**THE REQUEST**.
Arrange all of the records as a two-column CSV with the headers "text" and "answer," one row per record. Put each record's text and its answer in a single quoted field each, with line breaks replaced by spaces.

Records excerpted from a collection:
◇ ◇ ◇ ◇ ◇ ◇ ◇

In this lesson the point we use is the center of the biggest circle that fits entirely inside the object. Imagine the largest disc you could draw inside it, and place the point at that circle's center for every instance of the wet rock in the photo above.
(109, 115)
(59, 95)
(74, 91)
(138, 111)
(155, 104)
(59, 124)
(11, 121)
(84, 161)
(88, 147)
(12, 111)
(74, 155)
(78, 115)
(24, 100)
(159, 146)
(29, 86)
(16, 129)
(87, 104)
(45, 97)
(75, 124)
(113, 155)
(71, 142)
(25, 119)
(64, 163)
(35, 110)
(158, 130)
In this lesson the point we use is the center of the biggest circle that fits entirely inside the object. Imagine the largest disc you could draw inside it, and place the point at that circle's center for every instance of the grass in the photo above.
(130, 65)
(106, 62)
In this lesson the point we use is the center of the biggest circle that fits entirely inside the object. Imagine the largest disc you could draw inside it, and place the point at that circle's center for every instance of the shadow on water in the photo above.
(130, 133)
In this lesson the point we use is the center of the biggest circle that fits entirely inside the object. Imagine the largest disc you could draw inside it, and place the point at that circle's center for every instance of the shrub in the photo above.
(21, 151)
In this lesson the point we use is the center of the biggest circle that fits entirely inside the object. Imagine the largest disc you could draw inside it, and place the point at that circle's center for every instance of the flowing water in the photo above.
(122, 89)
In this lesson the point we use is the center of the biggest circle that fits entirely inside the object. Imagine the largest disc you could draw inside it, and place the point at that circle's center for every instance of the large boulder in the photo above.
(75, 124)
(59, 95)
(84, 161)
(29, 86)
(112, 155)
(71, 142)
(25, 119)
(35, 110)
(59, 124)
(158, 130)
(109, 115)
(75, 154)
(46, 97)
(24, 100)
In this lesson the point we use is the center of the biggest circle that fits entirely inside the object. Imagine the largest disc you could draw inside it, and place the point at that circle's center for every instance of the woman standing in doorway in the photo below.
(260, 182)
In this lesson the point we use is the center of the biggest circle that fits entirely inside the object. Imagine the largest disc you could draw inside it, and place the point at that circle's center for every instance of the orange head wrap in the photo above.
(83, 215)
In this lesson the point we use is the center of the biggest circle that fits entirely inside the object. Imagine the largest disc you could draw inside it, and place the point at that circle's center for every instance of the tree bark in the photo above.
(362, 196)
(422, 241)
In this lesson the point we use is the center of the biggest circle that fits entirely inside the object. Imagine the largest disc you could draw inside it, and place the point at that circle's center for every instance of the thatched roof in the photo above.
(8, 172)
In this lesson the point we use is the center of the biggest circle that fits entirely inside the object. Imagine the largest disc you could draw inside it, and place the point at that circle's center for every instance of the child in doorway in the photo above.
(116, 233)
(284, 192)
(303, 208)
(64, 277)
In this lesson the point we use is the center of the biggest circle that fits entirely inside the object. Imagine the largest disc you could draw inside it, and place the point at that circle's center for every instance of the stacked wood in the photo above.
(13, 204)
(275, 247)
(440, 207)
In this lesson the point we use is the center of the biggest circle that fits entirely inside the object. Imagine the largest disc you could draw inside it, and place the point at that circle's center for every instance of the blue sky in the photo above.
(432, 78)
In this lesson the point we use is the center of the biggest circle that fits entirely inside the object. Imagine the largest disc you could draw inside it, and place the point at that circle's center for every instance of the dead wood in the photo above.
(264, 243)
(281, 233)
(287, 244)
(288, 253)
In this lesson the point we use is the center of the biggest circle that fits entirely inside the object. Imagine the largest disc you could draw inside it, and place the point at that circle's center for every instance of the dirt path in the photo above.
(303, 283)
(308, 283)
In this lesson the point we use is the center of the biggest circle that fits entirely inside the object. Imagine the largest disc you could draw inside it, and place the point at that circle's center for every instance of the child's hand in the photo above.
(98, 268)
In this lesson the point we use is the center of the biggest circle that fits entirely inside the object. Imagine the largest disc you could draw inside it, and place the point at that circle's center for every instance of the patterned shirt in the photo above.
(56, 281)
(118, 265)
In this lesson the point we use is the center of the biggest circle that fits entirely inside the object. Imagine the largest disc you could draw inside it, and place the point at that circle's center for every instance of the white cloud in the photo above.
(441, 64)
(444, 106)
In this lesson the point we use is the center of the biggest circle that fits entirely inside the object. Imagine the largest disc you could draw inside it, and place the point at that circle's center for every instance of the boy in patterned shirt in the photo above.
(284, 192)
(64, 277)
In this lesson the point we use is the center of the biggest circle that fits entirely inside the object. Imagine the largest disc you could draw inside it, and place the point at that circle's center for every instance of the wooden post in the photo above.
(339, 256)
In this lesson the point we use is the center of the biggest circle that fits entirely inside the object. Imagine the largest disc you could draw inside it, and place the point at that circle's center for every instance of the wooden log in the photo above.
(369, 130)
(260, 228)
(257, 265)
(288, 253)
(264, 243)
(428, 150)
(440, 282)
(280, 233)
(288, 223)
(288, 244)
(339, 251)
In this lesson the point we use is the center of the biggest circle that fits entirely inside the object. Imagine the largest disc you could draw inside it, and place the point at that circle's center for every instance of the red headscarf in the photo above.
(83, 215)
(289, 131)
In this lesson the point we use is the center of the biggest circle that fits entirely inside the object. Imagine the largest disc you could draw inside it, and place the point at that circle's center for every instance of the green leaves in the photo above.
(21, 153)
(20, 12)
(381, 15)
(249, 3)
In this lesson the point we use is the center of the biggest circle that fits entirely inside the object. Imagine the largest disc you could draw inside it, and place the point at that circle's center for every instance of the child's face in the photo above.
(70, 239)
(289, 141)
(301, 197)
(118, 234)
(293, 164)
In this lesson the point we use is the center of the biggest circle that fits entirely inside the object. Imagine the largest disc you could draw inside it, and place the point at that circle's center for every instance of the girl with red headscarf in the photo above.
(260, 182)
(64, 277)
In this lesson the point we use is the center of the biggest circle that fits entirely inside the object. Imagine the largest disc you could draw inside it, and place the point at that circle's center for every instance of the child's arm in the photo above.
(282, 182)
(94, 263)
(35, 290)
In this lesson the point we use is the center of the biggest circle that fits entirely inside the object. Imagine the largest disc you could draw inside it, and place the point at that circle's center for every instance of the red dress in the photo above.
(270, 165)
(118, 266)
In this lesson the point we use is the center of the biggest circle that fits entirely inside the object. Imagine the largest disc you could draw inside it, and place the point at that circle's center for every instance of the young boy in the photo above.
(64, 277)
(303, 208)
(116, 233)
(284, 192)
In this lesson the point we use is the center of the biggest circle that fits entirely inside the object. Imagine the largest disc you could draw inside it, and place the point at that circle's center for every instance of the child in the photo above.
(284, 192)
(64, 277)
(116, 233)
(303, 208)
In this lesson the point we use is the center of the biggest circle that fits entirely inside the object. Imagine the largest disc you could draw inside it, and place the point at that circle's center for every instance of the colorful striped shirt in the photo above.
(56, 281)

◇ ◇ ◇ ◇ ◇ ◇ ◇

**RESULT**.
text,answer
"In this lesson the point we use is the center of the biggest circle that fits entirely inside the object. Imagine the largest disc you could draw inside it, and place the point at that circle's center for every instance of the wet rock in the photo above.","(109, 115) (59, 95) (74, 91) (138, 111) (155, 104) (59, 124) (11, 121) (84, 161) (88, 147) (12, 111) (74, 155) (78, 115) (24, 100) (159, 146) (29, 86) (16, 129) (87, 104) (45, 97) (75, 124) (113, 155) (71, 142) (25, 119) (64, 163) (35, 110) (158, 130)"
"In this lesson the point we use is the center of the biggest circle that fits entirely inside the object. Imagine the largest disc you could draw inside it, and place the point at that circle's center for every instance of the grass in the photo above.","(130, 65) (106, 62)"
"In this lesson the point we use is the center of the biggest circle that fits entirely inside the object. Imagine the largest disc you could draw inside it, and place the point at that circle's center for every instance of the shadow on water in the photo above.","(130, 133)"
"In this lesson the point we use is the center of the biggest circle that fits entirely inside the object. Imagine the largest disc you could draw inside it, and place the point at that circle's center for every instance of the shrub in the photo above.","(21, 151)"
"In this lesson the point we use is the center of the biggest circle that fits entirely inside the object. Imagine the largest disc you could draw inside it, and place the point at that circle's center for every instance of the flowing water in the photo above.","(122, 89)"
"In this lesson the point we use is the center of the biggest circle that fits entirely inside the object. Imagine the largest disc you could draw inside it, and place the point at that circle's center for every instance of the large boulder in the photo above.","(75, 124) (59, 95) (84, 161) (29, 86) (112, 155) (71, 142) (25, 119) (35, 110) (59, 124) (158, 130) (109, 115) (75, 154) (46, 97) (24, 100)"
"In this lesson the point we use is the center of the biggest circle that fits entirely inside the object. Imagine the largest disc you could draw inside it, and place the point at that circle's center for every instance of the woman standing in doorway in the photo below.","(260, 182)"
"In this lesson the point we use is the center of the biggest circle that fits entirely inside the object. Imagine the largest disc you could draw inside it, and place the point at that circle's center for every instance of the orange head wrap in the photo above.","(83, 215)"
"In this lesson the point we use is the center of the biggest circle that fits entirely inside the object. Imagine the largest disc you could draw inside it, and place the point at that circle's center for every instance of the tree bark in the photo above.","(362, 196) (422, 241)"
"In this lesson the point we use is the center of the biggest circle that fits entirely inside the object. Imagine the largest disc you could draw inside it, and place the point at that circle's center for every instance of the thatched roof in the photo above.","(8, 172)"
"In this lesson the point we use is the center of the biggest circle that fits entirely inside the object. Imagine the largest disc you could draw inside it, and place the point at that circle's center for every instance of the child in doorway in the photo above.","(116, 233) (284, 192) (303, 208) (64, 277)"
"In this lesson the point we use is the center of the biggest circle that fits entirely inside the object. Imagine the largest disc you could draw inside it, and place the point at that circle's center for every instance of the stacked wood in the photo above.","(13, 204) (275, 247) (440, 207)"
"In this lesson the point we use is the center of the biggest circle that fits entirely inside the object. Imagine the largest disc you could draw inside it, and place the point at that circle's center for every instance of the blue sky in the photo above.","(432, 78)"
"In this lesson the point we use is the center of the biggest circle that fits entirely inside the object. Imagine the largest disc you could draw inside it, and place the point at that circle's center for every instance of the dead wood in the photo above.","(264, 243) (281, 233) (287, 244) (288, 253)"
"In this lesson the point we use is the center of the biggest circle that fits entirely inside the object. Imagine the largest disc you could draw inside it, and place the point at that circle's center for every instance of the dirt path in the photo above.","(303, 283) (308, 283)"
"In this lesson the point we use is the center of the biggest circle that fits entirely inside the object. Imagine the largest disc you could draw inside it, and place the point at that circle's center for every instance of the child's hand in the photo above.","(98, 268)"
"In this lesson the point we use is the center of the biggest circle that fits entirely inside the object. Imagine the largest disc you could draw inside it, and place the point at that circle's center for every instance of the patterned shirt in the photo above.","(56, 281) (118, 265)"
"In this lesson the point we use is the center of the biggest circle that fits entirely inside the object. Imagine the largest disc you could draw inside it, and place the point at that circle's center for every instance of the white cloud in the photo above.","(441, 64) (444, 106)"
"In this lesson the point we use is the center of the biggest circle that fits entirely inside the object. Imagine the largest disc you could draw inside it, and place the point at that circle's center for every instance of the boy in patterned shirt in the photo above.","(284, 192) (64, 277)"
"In this lesson the point we use is the center of the biggest circle that fits entirely inside the object. Imagine the largest disc you could draw inside it, and place the point at that circle's center for every instance of the wooden post in the photo above.","(339, 256)"
"In this lesson the point we use is the center of the biggest circle that fits entirely inside the object. Imagine the largest disc you could draw inside it, and place the point at that circle's center for every instance of the wooden log in the photo above.","(369, 130) (260, 228) (257, 265) (288, 253) (264, 243) (428, 150) (440, 282) (280, 233) (288, 223) (288, 244) (339, 251)"
"In this lesson the point we use is the center of the biggest circle that fits entirely inside the object. Imagine the largest disc you could draw inside it, and place the point at that circle's center for every instance of the red headscarf in the photo above.","(83, 215) (289, 131)"
"In this lesson the point we use is the center of the biggest circle that fits entirely inside the object. Imagine the largest disc you could draw inside it, and place the point at that circle's center for every instance of the green leaves in the photo above.","(21, 153) (20, 12) (381, 15) (249, 3)"
"In this lesson the point we use is the center of the biggest circle that fits entirely inside the object. Imagine the largest disc you could draw inside it, and place the point at that circle's center for every instance of the child's face in the photo above.","(70, 239) (289, 141) (301, 197) (118, 234) (293, 164)"
"In this lesson the point we use is the center of the biggest circle that fits entirely inside the object. Imagine the largest disc you could draw inside it, and place the point at that circle's center for every instance of the girl with red headscarf in the photo above.","(260, 182) (64, 277)"
"In this lesson the point we use is the center of the biggest circle that fits entirely inside the object. Imagine the largest disc you could draw inside it, and place the point at that circle's center for every instance of the child's arm in the photo above.","(282, 182) (94, 263) (35, 290)"
"In this lesson the point we use is the center of the biggest circle that fits entirely inside the object. Imagine the largest disc you could draw inside it, and place the point at that circle's center for every instance of the red dress in the photo above.","(270, 165) (118, 266)"
"In this lesson the point we use is the center of the biggest circle that fits entirely inside the object. Imagine the largest disc you could draw inside it, and place the point at that circle's center for every instance of the young boy in the photo above.","(64, 277) (303, 208) (116, 233) (284, 192)"
"In this lesson the point we use is the center of the biggest circle that fits entirely inside the object. Imagine the largest disc you could draw inside it, and place the point at that circle's center for every instance of the child in the photo above.","(284, 192) (64, 277) (116, 233) (303, 208)"
"In this lesson the point we use is the center of the biggest circle that fits entirely inside the object. Imagine the largest disc you could draw inside it, and place the point at that circle's center for every instance of the colorful striped shirt in the photo above.","(56, 281)"